** BEGIN **
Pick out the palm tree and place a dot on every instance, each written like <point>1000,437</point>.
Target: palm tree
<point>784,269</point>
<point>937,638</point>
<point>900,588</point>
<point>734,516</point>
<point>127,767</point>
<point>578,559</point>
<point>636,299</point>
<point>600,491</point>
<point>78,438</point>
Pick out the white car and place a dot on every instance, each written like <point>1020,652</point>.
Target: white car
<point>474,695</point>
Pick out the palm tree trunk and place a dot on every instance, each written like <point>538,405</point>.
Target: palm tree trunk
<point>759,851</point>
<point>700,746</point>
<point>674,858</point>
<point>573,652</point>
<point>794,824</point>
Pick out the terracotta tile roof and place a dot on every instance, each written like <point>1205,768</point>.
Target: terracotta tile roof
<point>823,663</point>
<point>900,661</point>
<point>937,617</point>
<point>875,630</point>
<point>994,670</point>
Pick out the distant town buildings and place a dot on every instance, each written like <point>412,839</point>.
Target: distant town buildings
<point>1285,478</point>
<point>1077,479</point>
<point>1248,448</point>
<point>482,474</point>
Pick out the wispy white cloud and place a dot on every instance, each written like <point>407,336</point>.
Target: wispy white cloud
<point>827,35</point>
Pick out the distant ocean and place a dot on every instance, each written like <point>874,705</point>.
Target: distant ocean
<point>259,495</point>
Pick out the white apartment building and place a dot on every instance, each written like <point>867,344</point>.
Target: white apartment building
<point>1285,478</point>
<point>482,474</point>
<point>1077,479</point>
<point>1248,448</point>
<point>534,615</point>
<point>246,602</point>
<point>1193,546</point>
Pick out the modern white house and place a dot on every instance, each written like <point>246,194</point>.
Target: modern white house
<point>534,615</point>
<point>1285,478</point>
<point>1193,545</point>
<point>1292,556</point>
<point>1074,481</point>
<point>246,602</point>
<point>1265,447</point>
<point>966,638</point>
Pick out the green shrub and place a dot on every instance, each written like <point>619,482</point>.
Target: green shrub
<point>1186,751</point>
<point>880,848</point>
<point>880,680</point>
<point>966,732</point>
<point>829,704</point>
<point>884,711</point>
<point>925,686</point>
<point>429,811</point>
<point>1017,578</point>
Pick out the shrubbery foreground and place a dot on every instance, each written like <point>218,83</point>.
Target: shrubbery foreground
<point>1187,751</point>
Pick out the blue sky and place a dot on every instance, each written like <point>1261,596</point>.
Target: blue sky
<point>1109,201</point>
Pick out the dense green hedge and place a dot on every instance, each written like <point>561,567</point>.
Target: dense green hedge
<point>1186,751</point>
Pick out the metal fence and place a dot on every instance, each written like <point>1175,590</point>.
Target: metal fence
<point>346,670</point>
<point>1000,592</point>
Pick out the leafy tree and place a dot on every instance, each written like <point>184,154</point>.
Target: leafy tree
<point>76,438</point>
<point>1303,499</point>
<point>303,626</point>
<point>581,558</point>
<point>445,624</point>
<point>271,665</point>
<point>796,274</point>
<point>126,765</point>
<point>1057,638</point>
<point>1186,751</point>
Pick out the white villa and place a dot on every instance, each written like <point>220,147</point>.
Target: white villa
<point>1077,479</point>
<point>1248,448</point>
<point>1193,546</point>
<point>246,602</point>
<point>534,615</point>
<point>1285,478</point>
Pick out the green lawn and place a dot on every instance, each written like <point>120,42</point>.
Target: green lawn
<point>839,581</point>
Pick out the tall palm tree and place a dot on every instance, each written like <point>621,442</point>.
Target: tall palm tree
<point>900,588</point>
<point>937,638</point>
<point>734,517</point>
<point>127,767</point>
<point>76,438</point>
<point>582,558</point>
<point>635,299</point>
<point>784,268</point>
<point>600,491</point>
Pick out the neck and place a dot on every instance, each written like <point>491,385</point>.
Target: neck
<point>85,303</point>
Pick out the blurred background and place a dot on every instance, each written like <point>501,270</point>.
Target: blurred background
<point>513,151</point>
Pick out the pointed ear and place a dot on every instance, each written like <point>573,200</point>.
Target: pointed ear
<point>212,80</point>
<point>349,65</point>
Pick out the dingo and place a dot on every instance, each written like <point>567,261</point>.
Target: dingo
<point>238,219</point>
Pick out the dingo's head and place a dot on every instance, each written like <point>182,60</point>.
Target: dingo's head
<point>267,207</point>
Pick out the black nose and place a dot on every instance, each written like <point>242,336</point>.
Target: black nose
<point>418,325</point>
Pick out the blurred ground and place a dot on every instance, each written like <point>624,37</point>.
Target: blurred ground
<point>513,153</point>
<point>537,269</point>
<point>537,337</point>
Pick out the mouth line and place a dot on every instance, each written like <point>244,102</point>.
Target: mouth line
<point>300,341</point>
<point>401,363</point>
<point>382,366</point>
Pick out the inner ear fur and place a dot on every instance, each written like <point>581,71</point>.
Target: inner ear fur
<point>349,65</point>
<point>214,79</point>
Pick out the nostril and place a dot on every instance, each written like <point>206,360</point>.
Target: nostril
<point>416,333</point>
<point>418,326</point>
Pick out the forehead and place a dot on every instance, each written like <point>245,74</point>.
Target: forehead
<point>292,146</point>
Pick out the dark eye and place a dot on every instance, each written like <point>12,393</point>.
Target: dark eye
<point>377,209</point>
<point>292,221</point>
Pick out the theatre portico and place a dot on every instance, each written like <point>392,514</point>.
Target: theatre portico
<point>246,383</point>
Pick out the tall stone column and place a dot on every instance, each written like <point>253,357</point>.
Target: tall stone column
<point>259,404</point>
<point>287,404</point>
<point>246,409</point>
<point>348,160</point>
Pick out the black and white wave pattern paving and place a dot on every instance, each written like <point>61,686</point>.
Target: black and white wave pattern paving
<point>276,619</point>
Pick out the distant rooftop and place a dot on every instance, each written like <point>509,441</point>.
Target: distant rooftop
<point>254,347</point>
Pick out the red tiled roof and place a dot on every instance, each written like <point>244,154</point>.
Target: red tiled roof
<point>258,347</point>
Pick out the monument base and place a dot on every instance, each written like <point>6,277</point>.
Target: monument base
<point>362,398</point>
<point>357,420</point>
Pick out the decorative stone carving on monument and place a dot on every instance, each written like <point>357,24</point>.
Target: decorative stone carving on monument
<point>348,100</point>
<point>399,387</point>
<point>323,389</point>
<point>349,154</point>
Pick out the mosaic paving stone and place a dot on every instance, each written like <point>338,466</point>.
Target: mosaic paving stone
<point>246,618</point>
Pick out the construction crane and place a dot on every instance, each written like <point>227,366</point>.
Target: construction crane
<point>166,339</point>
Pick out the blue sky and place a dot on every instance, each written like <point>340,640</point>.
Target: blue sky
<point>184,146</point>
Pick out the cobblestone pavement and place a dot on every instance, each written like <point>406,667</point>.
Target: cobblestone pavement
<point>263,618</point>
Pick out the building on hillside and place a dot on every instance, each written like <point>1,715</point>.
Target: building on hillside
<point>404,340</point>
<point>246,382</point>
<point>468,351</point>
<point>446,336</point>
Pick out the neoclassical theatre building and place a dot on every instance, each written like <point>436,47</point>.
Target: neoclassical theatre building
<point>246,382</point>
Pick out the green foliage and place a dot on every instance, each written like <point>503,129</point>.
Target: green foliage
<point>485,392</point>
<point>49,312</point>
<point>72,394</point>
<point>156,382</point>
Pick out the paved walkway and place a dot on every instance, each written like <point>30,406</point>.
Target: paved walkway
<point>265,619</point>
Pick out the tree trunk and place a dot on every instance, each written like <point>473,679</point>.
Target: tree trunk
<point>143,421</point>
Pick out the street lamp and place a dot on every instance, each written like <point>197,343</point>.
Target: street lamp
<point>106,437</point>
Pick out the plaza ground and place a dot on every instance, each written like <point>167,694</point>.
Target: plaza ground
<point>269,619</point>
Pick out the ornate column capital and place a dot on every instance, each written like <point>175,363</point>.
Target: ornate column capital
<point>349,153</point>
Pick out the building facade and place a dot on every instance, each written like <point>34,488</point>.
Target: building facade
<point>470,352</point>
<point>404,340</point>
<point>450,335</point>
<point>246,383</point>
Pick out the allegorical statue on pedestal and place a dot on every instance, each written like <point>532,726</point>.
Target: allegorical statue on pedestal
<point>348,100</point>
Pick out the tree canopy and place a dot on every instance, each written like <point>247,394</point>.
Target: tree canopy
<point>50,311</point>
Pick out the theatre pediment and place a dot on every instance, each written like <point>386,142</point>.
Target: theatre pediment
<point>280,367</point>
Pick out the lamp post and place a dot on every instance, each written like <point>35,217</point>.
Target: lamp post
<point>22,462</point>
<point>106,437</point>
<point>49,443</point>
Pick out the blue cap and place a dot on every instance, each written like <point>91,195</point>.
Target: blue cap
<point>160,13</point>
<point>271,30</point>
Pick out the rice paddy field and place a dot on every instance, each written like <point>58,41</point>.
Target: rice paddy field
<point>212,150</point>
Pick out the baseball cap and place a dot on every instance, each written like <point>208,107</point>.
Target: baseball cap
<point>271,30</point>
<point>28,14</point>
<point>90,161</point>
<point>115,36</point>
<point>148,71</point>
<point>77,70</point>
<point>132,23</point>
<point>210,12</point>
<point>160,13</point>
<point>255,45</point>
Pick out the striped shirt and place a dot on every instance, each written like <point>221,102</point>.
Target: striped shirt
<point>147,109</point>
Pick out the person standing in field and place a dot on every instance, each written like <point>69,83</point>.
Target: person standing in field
** END **
- _TASK OBJECTIVE_
Render the lines above, starting at the line containing "Pick out the tall palm" and ending at the line containing "<point>267,207</point>", as a JSON list of strings with one string per line and any blank lines omitted.

- _WRITTEN ANSWER_
[
  "Pick out the tall palm tree and place a dot on every instance, each written like <point>621,442</point>.",
  "Target: tall palm tree",
  "<point>900,588</point>",
  "<point>937,638</point>",
  "<point>734,517</point>",
  "<point>127,767</point>",
  "<point>76,438</point>",
  "<point>582,558</point>",
  "<point>635,299</point>",
  "<point>784,268</point>",
  "<point>600,491</point>",
  "Pick out the neck and place a dot on every instance, each written like <point>491,385</point>.",
  "Target: neck",
  "<point>85,303</point>",
  "Pick out the blurred background and place a dot on every instance, each written like <point>501,270</point>.",
  "Target: blurred background",
  "<point>513,151</point>",
  "Pick out the pointed ear and place a dot on every instance, each written like <point>573,200</point>.",
  "Target: pointed ear",
  "<point>212,80</point>",
  "<point>349,65</point>",
  "Pick out the dingo and place a dot on every instance, each written like <point>567,261</point>.",
  "Target: dingo",
  "<point>238,219</point>",
  "Pick out the dingo's head and place a dot on every instance, each written like <point>182,60</point>.",
  "Target: dingo's head",
  "<point>267,207</point>"
]